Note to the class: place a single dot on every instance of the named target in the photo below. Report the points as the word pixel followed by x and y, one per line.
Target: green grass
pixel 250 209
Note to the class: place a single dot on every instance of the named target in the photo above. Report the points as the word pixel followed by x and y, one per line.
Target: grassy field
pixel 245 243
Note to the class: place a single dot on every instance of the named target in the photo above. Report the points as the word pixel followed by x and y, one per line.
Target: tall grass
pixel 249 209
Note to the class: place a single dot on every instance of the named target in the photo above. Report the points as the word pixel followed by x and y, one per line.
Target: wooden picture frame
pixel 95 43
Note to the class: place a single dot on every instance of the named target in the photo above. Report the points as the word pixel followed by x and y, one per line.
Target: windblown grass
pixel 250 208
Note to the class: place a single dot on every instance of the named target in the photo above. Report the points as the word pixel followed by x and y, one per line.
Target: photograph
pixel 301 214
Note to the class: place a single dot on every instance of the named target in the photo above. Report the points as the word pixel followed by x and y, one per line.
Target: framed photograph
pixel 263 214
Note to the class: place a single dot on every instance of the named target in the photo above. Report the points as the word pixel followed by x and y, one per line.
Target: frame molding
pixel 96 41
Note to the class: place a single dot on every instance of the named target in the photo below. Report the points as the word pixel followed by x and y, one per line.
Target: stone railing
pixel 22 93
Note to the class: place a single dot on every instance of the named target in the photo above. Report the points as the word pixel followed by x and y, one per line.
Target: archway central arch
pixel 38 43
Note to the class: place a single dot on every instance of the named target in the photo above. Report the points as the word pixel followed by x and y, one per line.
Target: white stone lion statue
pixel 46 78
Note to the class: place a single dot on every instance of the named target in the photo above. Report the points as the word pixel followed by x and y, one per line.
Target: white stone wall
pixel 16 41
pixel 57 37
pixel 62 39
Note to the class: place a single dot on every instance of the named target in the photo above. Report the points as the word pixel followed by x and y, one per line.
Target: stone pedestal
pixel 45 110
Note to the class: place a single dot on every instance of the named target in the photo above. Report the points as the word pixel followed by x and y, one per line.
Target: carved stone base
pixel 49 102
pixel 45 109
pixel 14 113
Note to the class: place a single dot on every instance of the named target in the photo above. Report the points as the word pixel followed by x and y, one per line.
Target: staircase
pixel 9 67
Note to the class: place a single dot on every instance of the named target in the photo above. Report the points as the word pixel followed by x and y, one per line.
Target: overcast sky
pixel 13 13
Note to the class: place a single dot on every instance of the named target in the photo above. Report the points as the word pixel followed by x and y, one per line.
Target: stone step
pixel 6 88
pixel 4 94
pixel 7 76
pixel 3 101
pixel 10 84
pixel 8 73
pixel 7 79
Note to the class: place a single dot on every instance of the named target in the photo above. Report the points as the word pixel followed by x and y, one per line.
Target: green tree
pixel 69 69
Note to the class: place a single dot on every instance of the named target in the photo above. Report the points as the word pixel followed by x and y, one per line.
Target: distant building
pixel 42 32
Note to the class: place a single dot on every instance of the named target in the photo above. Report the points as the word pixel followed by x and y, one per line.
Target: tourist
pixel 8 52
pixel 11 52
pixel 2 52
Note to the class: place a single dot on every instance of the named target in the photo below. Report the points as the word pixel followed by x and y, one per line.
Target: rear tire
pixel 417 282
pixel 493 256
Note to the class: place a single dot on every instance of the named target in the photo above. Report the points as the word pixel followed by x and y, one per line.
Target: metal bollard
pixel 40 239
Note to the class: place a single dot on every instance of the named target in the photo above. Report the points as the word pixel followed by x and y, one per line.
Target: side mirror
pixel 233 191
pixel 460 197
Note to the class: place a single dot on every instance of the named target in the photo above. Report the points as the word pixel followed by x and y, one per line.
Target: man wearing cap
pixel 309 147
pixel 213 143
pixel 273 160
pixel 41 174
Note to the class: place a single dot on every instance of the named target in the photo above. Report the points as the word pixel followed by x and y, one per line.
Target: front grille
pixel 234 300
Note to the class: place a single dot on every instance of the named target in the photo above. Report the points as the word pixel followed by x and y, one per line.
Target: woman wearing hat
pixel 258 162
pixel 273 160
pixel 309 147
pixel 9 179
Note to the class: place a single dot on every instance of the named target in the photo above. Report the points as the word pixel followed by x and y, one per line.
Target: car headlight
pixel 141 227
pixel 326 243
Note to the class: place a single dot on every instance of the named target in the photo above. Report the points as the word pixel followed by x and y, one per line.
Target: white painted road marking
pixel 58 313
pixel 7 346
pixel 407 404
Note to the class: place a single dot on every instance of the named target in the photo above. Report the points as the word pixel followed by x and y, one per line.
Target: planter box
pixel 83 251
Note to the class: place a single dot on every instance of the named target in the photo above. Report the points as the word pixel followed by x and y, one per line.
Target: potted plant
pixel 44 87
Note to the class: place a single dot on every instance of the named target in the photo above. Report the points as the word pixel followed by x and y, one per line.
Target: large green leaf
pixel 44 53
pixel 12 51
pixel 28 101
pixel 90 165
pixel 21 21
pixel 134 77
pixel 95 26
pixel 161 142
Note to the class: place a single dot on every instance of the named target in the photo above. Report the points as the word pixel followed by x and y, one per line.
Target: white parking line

+ + + +

TASK BRIEF: Rewrite all of the lines above, swapping "Note to the class" for "Reminder for the class" wherever it occurs and keeping every other word the same.

ANSWER TO THIS PROBLEM:
Reminder for the class: place a single dot on every instance of the named target in the photo below. Report the points as the word pixel followed by x and y, one per line.
Target: green grass
pixel 250 209
Reminder for the class: place a single dot on every instance of the named target in the photo above. Report the points as the word pixel followed by x and y, one per line.
Target: grassy field
pixel 245 243
Reminder for the class: place a single dot on every instance of the named target in the photo above. Report the points as the word pixel followed by x and y, one per line.
Target: tall grass
pixel 249 209
Reminder for the class: place a single dot on every instance of the named target in the photo above. Report the points as the word pixel followed by x and y, one per line.
Target: wooden picture frame
pixel 95 43
Reminder for the class: place a single dot on every instance of the named target in the photo above. Report the points as the word pixel followed by x and y, one per line.
Target: windblown grass
pixel 250 208
Reminder for the class: place a single dot on every instance of the named target in the photo above. Report the points as the word pixel followed by x and y, one per line.
Target: photograph
pixel 301 214
Reminder for the class: place a single dot on every instance of the named target in the photo above. Report the points as the word pixel followed by x and y, one per line.
Target: framed photograph
pixel 263 214
Reminder for the class: place a single dot on every instance of the named target in the photo above. Report the points as the word pixel followed by x and y, one per line.
Target: frame molding
pixel 96 41
Reminder for the class: place a single dot on every instance of the named target in the photo below. Report the points as the word pixel followed by x and y, one per line.
Target: stone railing
pixel 22 93
Reminder for the class: place a single dot on every instance of the named target in the photo above. Report the points as the word pixel followed by x and y, one per line.
Target: archway central arch
pixel 38 43
Reminder for the class: place a single dot on every instance of the named target in the photo above. Report the points as the word pixel followed by x and y, one per line.
Target: white stone lion statue
pixel 46 78
Reminder for the class: place a single dot on every instance of the named target in the photo above. Report the points as the word pixel followed by x and y, one per line.
Target: white stone wall
pixel 16 41
pixel 57 37
pixel 62 39
Reminder for the class: place a single dot on every instance of the named target in the photo above. Report the points as the word pixel followed by x and y, one per line.
Target: stone pedestal
pixel 45 110
Reminder for the class: place a single dot on every instance of the named target in the photo above. Report the points as the word pixel followed by x and y, one per line.
Target: carved stone base
pixel 49 102
pixel 45 109
pixel 14 113
Reminder for the class: place a single dot on every instance of the named target in the photo above. Report the points as the word pixel followed by x and y, one per line.
Target: staircase
pixel 9 67
Reminder for the class: place a single dot on every instance of the named target in the photo above. Report the points as the word pixel followed by x and y, one per line.
Target: overcast sky
pixel 13 13
Reminder for the class: place a single dot on every instance of the named target in the photo above. Report the points as the word pixel followed by x and y, one per line.
Target: stone step
pixel 6 88
pixel 4 94
pixel 7 76
pixel 3 101
pixel 10 84
pixel 8 73
pixel 7 79
Reminder for the class: place a single dot on every instance of the named target in the photo above. Report the points as the word pixel followed by x and y, one per line.
Target: green tree
pixel 69 69
Reminder for the class: place a single dot on every instance of the named target in the photo above. Report the points as the word pixel followed by x and y, one per line.
Target: distant building
pixel 42 32
Reminder for the class: place a single dot on every instance of the named target in the photo above. Report the points as the word pixel followed by x and y, one per line.
Target: tourist
pixel 8 52
pixel 11 52
pixel 2 52
Reminder for the class: place a single dot on every instance of the named target in the photo below. Report the points as the word pixel followed by x and y, one per line.
Target: rear tire
pixel 417 282
pixel 493 256
Reminder for the class: place a single dot on every instance of the named target in the photo above. Report the points as the word pixel followed by x and y, one per line.
Target: metal bollard
pixel 40 239
Reminder for the class: place a single dot on every instance of the named target in the photo above. Report the points as the word pixel followed by x and y, one per line.
Target: side mirror
pixel 233 191
pixel 460 197
Reminder for the class: place a single dot on every instance of the named target in the photo above. Report the points as the word pixel followed by x and y, one per line.
Target: man wearing cap
pixel 309 147
pixel 213 143
pixel 273 160
pixel 41 174
Reminder for the class: place a single dot on every instance of the named target in the photo above. Report the points as the word pixel followed by x and y, one per line.
Target: front grille
pixel 234 300
Reminder for the class: place a single dot on every instance of the named target in the photo above. Report the points as the word pixel followed by x and y, one per line.
Target: woman wearing hat
pixel 258 162
pixel 273 160
pixel 309 147
pixel 9 179
Reminder for the class: place a single dot on every instance of the named target in the photo above. Report the points as the word pixel followed by x and y, one per line.
Target: car headlight
pixel 141 227
pixel 326 243
Reminder for the class: place a single dot on every instance of the named target in the photo above. Report the points as the word pixel followed by x and y, one per line.
Target: white painted road marking
pixel 58 313
pixel 7 346
pixel 407 404
Reminder for the class: place a single dot on every instance of the named target in the photo above. Report the points as the word pixel followed by x and y, one per line.
Target: planter box
pixel 83 251
Reminder for the class: place a single dot on every instance of the named target in the photo above. Report the points as the word pixel followed by x and y, one per line.
Target: potted plant
pixel 44 87
Reminder for the class: place a single dot on every instance of the named target in the photo above. Report the points as the word pixel followed by x and y, one per line.
Target: large green leaf
pixel 44 53
pixel 12 51
pixel 28 101
pixel 90 165
pixel 21 21
pixel 134 77
pixel 95 26
pixel 161 142
Reminder for the class: place a single dot on every instance of the named target in the photo above. Report the points as the word pixel followed by x and y, one per line.
Target: white parking line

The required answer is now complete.